• Excerpt to read:

Discussion List Archives

[Date Prev][Date Next][Date Index]

(20) New dictionaries. Date/time, multimedia

Dear Colleagues

The good news is that I shall shortly be sending you updated versions of the
Core and mm dictionaries for review. More details of that below.

First, a few items of mail to distribute.

A16.1  Date/time format
-----------------------
D> 	I have just got hold of a copy of ISO 8601:1988(E) which explains 
D> the conventions for dates and times.  There are several possible 
D> conventions including year and day of year (which is not likely to 
D> interest us) and two ways of representing the date-time in the way we are 
D> suggesting.  These are:
D> 
D> 		YYYYMMDDThhmmss
D> 		   or
D> 		YYYY-MM-DDThh:mm:ss
D> 
D> I would recommend that we adopt the latter as being easier to read and 
D> just as easy to parse if that is needed.  The time given in this form is 
D> Coordinated Universal Time (UTC) sometimes referred to incorrectly as 
D> GMT.  If local time is used, the correction factor that needs to be 
D> applied to get local time from UTC is given afterwards.  As I write this, 
D> the time can therefore be expressed as:
D> 
D> 		1994-02-21T13:55:58-05:00
D> 
D> i.e. just after lunch in Hamilton but supper time in Greenwich (UK)
D> 
D> The final :00 is optional, but some places are not at integral hour
D> differences from UTC.  For places east of Greenwich, the last few
D> characters will be +02:00 etc.  We may not think it necessary to specify
D> the time zone since we are not interested in absolute synchronicity, only
D> a way of generating a 'fairly unique' number. 
D> 
D> 	I recommend that we adopt this form of the date time with the 
D> possibility of truncating at the right hand side as appropriate e.g.

• Provided data:
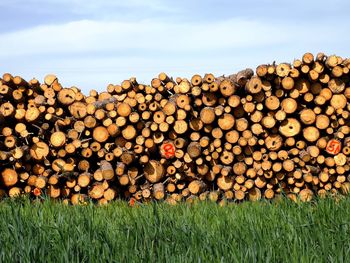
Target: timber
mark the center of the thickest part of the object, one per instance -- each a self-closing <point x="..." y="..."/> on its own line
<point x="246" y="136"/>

• Exercise instructions:
1) Answer these from the archived message on date/time format, one line per answer, marked the same way:
(a) Which ISO standard did the writer obtain a copy of?
(b) Which of the two date-time representations does the writer recommend adopting?
(c) What time standard does the recommended form express?
2) In the archived message on date/time format, list every date-time pattern or timestamp that is set on a line by itself.
3) Please return the stretch of the archived message on date/time format from "The good news" through "mail to distribute.".

• Results:
1)
(a) ISO 8601:1988(E)
(b) YYYY-MM-DDThh:mm:ss
(c) Coordinated Universal Time (UTC)

2)
YYYYMMDDThhmmss
YYYY-MM-DDThh:mm:ss
1994-02-21T13:55:58-05:00

3)
The good news is that I shall shortly be sending you updated versions of the
Core and mm dictionaries for review. More details of that below.

First, a few items of mail to distribute.